LO SOLICITADO:
1. Según el texto sobre los Quinientos Metros, ¿por qué decidió Touriño poner la raya en los quinientos metros? Responda en una a tres oraciones.
2. Transcriba literalmente el pasaje del texto sobre los Quinientos Metros que va desde "En el arte del" hasta "a la ciudadanía.".
3. Enumere todas las expresiones que el texto sobre los Quinientos Metros escribe entre comillas.

FRAGMENTO DEL DOCUMENTO:
++++++++++

En el arte del buen gobierno, en todo acto político radica el hecho de tomar medidas. Hacer política no es nada más (y nada menos) que tomar medidas. Por esa vara pasan a la historia tiranos y déspotas, visionarios y reyezuelos. En el Estado español resuena todavía en el inconsciente colectivo el trueno de las "medidas excepcionales" del franquismo, siempre excepcional, o más recientemente las "medidas de emergencia" tan apegadas al Gobierno Aznar como demostró en el caso Prestige o la guerra de Irak. El uso de la medida, su empleo en cada lugar y circunstancia, determina la fisonomía de un régimen y su grado de respeto a la ciudadanía.

La medida olímpica acuñada por el Gobierno Touriño son los Quinientos Metros y en ellos anida ese afán de corrección política tan habitual en los tiempos de ZP y que tantas iras desata en la oposición, quizá sorprendida de que los corderos vistan demasiadas veces la piel del lobo invirtiendo el sentido tradicional de la fábula. Touriño ha decidido poner la raya en los quinientos metros respondiendo así a una demanda de la sociedad más preocupada por el futuro medioambiental que por los pelotazos instantáneos del ladrillo.

El litoral gallego, tan propenso a albergar catástrofes de dimensiones bíblicas, está en juego desde dentro de la tierra firme y el gabinete Touriño no ha hecho si no abrir la caja de los truenos implicando a un buen número de alcaldes seducidos, en la costa lucense o pontevedresa, por el zaplanismo de ese Levante donde el calentamiento o la falta de agua no preocupan en absoluto habida cuenta del próspero negocio de duplicar poblaciones y ofrecer golf y retiro espiritual a precios de ganga a los jubilados al norte de los Pirineos.

Estoy convencido de que en Galicia todavía caben muchos años de urbanismo donde nunca lo hubo para detener esa nebulosa dispersa y a veces perversa que se va apoderando de nuestro litoral en un tiempo de "verdades incómodas" como ha vaticinado Al Gore. Los políticos, una especie con no mucho más de ocho años de vida y la mirada puesta en el presente, contemplan más las municipales que el calentamiento global y ya Feijóo (cuya participación en las labores antiincendios había sido sintomática) habla de una venganza contra aquello munícipes del PP que han construido sus castillos de arena en esa televisiva "primera línea de playa".

++++++++++

DATOS REGISTRADOS:
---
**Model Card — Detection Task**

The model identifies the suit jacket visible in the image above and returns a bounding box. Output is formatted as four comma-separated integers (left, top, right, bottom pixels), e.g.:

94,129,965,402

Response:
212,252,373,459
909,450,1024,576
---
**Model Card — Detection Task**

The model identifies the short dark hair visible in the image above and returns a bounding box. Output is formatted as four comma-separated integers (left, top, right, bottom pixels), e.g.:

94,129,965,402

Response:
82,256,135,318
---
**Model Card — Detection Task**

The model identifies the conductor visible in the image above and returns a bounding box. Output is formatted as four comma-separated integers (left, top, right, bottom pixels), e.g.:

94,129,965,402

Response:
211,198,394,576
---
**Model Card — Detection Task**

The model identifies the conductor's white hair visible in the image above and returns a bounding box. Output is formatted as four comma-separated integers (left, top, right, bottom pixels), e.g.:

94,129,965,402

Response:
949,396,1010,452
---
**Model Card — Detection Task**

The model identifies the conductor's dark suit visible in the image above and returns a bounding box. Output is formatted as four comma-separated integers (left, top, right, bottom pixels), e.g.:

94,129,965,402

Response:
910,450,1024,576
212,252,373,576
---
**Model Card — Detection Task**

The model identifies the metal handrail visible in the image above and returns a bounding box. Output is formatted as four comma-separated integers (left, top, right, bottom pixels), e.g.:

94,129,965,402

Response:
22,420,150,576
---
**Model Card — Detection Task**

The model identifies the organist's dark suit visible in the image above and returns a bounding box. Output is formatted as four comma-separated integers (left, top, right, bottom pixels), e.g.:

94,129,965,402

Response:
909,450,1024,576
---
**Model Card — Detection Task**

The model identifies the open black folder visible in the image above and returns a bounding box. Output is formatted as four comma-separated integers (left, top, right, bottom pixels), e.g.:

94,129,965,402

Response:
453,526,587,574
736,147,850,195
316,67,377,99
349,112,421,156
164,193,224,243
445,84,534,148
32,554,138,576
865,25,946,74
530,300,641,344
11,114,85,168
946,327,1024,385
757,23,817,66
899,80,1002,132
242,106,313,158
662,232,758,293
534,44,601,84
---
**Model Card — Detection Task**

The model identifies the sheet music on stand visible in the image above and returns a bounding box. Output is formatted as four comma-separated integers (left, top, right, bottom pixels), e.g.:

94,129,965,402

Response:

++++++++++

RESPUESTAS COMPLETAS:
1. Touriño decidió poner la raya en los quinientos metros para responder a una demanda de la sociedad. Se trata de una sociedad más preocupada por el futuro medioambiental que por los pelotazos instantáneos del ladrillo.

2.
En el arte del buen gobierno, en todo acto político radica el hecho de tomar medidas. Hacer política no es nada más (y nada menos) que tomar medidas. Por esa vara pasan a la historia tiranos y déspotas, visionarios y reyezuelos. En el Estado español resuena todavía en el inconsciente colectivo el trueno de las "medidas excepcionales" del franquismo, siempre excepcional, o más recientemente las "medidas de emergencia" tan apegadas al Gobierno Aznar como demostró en el caso Prestige o la guerra de Irak. El uso de la medida, su empleo en cada lugar y circunstancia, determina la fisonomía de un régimen y su grado de respeto a la ciudadanía.

3.
- "medidas excepcionales"
- "medidas de emergencia"
- "verdades incómodas"
- "primera línea de playa"